--- begin Provided records ---

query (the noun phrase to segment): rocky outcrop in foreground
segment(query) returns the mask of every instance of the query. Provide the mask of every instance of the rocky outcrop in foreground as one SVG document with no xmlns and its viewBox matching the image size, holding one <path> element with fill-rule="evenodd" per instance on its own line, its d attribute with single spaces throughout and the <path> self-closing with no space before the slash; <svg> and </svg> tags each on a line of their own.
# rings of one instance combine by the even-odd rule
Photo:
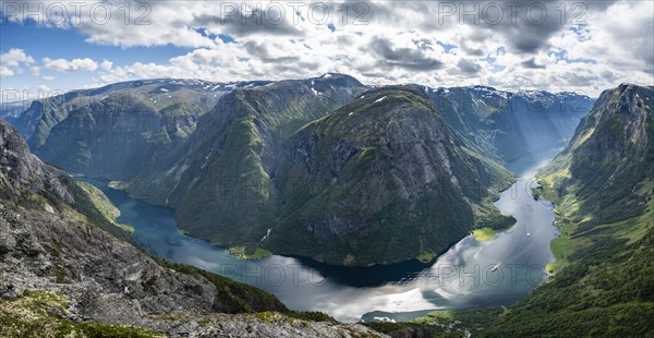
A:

--- end Provided records ---
--- begin Provided records ---

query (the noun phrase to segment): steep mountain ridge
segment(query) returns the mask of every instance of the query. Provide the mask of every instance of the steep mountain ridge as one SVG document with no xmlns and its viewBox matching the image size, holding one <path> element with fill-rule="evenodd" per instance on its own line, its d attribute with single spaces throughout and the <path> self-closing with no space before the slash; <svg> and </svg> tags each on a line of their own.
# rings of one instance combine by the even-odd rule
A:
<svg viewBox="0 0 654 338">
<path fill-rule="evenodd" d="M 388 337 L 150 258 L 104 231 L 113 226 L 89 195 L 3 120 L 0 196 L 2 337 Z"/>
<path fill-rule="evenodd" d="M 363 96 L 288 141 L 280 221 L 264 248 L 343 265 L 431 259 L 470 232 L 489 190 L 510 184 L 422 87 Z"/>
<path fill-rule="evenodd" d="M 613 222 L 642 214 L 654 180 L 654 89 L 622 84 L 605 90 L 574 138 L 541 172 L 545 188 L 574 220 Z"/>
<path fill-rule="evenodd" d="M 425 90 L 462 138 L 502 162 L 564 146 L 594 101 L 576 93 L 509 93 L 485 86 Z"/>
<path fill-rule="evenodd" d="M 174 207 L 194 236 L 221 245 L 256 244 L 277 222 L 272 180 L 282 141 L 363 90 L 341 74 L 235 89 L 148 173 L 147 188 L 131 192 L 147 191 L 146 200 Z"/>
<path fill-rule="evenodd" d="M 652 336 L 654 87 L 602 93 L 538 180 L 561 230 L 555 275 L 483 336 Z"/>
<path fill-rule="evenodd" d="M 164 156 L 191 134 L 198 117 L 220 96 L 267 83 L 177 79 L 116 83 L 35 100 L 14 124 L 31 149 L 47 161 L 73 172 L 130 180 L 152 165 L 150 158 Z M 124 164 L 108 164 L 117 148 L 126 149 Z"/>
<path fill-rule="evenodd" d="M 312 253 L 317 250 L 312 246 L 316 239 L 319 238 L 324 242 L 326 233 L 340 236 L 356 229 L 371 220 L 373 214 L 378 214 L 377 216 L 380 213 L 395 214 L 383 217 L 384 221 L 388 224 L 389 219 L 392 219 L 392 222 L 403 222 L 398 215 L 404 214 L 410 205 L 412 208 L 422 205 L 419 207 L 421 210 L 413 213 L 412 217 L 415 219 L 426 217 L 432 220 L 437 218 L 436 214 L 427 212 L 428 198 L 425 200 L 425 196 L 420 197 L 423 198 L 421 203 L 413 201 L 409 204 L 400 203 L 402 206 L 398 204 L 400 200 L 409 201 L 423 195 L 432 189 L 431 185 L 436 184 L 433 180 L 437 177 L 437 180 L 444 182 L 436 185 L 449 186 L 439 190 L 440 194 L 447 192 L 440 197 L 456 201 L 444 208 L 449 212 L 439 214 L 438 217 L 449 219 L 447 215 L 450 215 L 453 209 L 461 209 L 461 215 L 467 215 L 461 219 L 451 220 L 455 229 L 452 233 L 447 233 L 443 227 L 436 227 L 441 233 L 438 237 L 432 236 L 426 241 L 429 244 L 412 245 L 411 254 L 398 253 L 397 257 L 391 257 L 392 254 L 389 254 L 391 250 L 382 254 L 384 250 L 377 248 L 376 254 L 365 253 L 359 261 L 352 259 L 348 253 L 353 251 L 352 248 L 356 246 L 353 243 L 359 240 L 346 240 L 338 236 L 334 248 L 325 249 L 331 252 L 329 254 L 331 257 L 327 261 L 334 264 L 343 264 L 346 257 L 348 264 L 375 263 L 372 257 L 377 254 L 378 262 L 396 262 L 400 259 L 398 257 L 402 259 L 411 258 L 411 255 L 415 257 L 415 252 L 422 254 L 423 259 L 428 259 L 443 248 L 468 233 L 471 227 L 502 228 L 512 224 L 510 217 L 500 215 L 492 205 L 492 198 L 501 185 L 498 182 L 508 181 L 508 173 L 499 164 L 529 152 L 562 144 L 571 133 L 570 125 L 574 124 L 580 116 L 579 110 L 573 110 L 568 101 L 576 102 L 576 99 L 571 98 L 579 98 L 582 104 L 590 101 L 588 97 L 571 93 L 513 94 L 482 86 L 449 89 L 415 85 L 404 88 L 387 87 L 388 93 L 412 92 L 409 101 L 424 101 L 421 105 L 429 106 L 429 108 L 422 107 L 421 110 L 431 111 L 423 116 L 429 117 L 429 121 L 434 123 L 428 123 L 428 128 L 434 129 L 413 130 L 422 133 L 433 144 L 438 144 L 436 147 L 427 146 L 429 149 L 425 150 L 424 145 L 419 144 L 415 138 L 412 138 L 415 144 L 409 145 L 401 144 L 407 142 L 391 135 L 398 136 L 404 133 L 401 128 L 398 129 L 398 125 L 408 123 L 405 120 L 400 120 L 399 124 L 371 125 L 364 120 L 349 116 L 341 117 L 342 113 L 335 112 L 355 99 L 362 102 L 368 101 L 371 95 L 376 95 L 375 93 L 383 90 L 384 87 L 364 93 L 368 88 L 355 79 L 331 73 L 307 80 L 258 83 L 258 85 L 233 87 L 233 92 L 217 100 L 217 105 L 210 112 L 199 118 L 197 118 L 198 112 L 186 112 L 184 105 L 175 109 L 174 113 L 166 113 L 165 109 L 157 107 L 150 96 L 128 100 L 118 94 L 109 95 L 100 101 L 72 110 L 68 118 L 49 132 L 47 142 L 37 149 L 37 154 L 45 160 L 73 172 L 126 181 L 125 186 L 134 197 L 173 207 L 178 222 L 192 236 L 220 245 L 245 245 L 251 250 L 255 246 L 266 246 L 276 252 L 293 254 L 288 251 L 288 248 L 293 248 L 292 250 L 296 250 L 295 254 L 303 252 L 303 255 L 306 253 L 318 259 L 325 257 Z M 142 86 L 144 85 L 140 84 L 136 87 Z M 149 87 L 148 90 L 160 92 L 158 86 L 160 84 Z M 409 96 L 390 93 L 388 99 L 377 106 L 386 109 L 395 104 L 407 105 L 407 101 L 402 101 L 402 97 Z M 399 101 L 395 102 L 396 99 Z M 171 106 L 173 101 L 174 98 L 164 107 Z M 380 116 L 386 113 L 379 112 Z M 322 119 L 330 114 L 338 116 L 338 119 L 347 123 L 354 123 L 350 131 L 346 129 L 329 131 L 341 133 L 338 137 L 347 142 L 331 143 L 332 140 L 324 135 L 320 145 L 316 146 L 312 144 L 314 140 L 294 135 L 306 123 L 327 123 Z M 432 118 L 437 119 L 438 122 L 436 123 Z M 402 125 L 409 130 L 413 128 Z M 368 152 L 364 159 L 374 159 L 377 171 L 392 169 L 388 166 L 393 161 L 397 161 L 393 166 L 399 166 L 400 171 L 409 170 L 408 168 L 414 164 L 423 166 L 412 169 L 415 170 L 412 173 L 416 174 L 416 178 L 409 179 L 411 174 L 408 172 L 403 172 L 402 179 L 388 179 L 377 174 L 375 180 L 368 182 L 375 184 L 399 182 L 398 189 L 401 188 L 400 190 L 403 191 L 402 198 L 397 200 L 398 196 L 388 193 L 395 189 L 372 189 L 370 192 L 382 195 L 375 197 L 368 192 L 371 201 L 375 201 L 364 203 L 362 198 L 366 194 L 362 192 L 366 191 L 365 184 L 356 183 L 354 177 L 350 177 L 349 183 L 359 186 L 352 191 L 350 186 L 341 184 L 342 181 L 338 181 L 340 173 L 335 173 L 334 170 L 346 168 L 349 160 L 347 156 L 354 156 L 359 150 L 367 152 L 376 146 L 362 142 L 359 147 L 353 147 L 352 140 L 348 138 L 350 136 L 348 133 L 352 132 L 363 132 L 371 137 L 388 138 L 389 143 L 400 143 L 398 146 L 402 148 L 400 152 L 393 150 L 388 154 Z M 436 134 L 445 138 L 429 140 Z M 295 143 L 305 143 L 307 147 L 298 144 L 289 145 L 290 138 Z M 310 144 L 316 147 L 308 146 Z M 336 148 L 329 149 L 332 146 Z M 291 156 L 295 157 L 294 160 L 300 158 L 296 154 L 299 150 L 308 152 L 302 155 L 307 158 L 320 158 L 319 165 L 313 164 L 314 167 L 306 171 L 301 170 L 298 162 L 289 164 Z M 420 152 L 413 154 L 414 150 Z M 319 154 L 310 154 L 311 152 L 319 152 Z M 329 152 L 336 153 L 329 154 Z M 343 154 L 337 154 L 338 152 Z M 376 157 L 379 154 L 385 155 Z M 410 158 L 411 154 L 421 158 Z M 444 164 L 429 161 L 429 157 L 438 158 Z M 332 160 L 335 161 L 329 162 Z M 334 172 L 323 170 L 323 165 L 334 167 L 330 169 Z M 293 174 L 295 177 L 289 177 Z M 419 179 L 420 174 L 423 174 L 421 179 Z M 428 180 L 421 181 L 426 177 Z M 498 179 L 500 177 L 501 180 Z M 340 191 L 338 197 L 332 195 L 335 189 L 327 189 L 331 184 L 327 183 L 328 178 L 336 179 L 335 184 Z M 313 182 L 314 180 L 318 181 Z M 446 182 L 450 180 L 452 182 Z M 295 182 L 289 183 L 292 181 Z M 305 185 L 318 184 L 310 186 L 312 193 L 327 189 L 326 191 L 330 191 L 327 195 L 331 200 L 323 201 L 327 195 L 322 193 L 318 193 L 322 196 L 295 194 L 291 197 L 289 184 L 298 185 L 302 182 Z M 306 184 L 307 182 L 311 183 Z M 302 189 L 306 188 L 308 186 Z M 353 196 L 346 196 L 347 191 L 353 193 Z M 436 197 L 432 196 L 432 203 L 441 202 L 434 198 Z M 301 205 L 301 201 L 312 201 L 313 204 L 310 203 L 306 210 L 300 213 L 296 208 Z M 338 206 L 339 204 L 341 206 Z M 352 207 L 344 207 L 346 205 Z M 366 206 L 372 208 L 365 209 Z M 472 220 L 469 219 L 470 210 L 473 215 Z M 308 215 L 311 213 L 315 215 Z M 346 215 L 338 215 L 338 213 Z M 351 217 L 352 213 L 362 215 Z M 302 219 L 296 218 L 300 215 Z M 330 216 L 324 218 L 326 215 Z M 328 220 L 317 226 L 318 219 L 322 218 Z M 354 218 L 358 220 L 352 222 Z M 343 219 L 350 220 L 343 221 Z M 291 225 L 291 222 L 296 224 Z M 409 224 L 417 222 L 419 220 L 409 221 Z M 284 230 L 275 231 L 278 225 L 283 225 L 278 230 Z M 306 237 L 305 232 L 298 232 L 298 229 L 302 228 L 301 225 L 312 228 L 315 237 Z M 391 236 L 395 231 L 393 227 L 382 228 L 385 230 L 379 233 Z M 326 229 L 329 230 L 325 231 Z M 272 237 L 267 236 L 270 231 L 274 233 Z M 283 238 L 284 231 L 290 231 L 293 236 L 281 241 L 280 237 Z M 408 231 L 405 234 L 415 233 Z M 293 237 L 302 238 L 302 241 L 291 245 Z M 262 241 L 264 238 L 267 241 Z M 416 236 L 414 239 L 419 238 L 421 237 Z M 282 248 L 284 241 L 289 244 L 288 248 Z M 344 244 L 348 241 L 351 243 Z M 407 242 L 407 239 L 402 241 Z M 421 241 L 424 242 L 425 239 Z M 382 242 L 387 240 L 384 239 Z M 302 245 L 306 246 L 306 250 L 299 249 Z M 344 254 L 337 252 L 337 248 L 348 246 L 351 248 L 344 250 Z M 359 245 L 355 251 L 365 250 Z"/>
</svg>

--- end Provided records ---

◆ Directive:
How many lines of the records above contain the word "mountain"? Reply with the number alone.

◆ Response below:
2